▶ [EXERCISE PASSAGE]:

- - - - -

Greta Gerwig’s Barbie blockbuster is not nearly the man-hating screed that some on the right have made it out to be. For the most part, the film is a satirical comedy about how hard it is to be an adult—female or male—in a messy modern world. 

In the film, Margot Robbie’s “Stereotypical Barbie”—who had heretofore lived blissfully in “Barbie Land,” where women do everything, men only “beach,” and every night is girls’ night—is suddenly plagued with thoughts of mortality. Accompanying these unbidden musings are feet that go flat when liberated from stiletto heels, as well as cellulite. Barbie learns that the catalyst for her creeping humanity is that a woman in the Real World (a worker at Mattel, it turns out) has been projecting her dark, anxious thoughts onto the iconic dolls. 

So, Barbie and Ken journey to the Real World to put a stop to the intrusion of human thoughts into Barbie Land. Barbie learns that women in the Real World aren’t free from the limitations of what the film resentfully (and Ken, delightedly, after picking up some books on the subject) deems “the patriarchy.” After returning to Barbie Land and liberating it from Ken’s hostile takeover (but also granting Ken a more central role in his own story going forward), Barbie chooses to leave the plastic (anti)utopia of Barbie Land behind. In a poignant scene that is reminiscent of The Giver, Barbie self-consciously chooses humanity—physical and spiritual, with all its wonder and all its pain. 

Yes, there are cringe-inducing lines—lots of them—that sound ripped from prototypical collegiate women’s studies 101. Yes, those lines cheapen many of the film’s richer points. Yes, Gerwig would do well to gain a passing acquaintance with history and with sex difference: men writ large don’t and never did oppress women; basic biology is to blame for nearly all of women’s (erstwhile!) limitations; and the “toxic masculinity” indulged in a fringe “manosphere” represents not socialization into patriarchy, but a failure of socialization into other-regarding adult manhood. 

All that said, however, Barbie ultimately gives due regard to the existential crises of both Barbie and Ken, each of which is really an allegory for the twin dilemmas of men and women in a modern world that has been stripped of prescribed roles for each sex. In a freer Barbie Land, where he has some newfound autonomy, Ken has to figure out who he is and what he wants for himself—just like, the film heavy-handedly analogizes, women in the Real World after feminism. 

Finally, Barbie concludes on a note of sex essentialism so correctly conservative that I wonder at Gerwig’s audacity—or was it her Freudian slip?—in this moment of trendy but incoherent “gender fluidity.” 

When Barbie chooses embodiment, her first stop in the Real World is the gynecologist’s office. So, in the non-fantasy world, an adult female body—not pink cars or pretty dresses or flowing hair—is what makes someone a woman. Amen to that, Barbie.

- - - - -

▶ [DATA RECORDS]:
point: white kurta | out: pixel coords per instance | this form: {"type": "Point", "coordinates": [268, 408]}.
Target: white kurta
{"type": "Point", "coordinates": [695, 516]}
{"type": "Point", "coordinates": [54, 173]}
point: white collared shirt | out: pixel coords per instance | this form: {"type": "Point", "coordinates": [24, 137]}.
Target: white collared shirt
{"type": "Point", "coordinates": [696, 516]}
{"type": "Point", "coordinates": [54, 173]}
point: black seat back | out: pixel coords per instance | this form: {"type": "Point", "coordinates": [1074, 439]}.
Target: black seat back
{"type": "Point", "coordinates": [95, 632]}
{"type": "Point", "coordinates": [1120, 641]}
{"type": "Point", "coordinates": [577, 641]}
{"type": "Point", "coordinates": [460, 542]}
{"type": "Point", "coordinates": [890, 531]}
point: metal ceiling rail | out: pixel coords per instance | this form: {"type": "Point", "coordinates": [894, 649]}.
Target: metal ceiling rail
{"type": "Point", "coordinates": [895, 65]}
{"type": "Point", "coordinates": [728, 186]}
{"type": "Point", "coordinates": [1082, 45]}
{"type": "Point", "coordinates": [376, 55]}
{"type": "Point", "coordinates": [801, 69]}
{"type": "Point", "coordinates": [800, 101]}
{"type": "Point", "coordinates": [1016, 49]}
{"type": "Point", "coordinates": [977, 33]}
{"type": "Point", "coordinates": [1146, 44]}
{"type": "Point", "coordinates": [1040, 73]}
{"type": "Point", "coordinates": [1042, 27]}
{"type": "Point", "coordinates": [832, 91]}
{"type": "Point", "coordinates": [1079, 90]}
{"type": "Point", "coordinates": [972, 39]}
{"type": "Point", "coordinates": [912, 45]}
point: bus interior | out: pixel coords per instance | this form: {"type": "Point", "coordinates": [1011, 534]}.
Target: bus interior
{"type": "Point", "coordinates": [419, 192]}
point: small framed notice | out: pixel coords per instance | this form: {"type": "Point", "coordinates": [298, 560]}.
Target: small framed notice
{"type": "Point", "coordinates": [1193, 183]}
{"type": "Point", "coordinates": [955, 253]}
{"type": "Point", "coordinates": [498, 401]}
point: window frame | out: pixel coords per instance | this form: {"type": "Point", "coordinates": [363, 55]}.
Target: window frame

- - - - -

▶ [WHAT YOU HAVE TO DO]:
Please copy the passage on the Barbie film starting at "Finally, Barbie concludes" and ending at "to that, Barbie.", swapping "Amen" for "Bravo".

▶ [RESPONSE BOX]:
Finally, Barbie concludes on a note of sex essentialism so correctly conservative that I wonder at Gerwig’s audacity—or was it her Freudian slip?—in this moment of trendy but incoherent “gender fluidity.” 

When Barbie chooses embodiment, her first stop in the Real World is the gynecologist’s office. So, in the non-fantasy world, an adult female body—not pink cars or pretty dresses or flowing hair—is what makes someone a woman. Bravo to that, Barbie.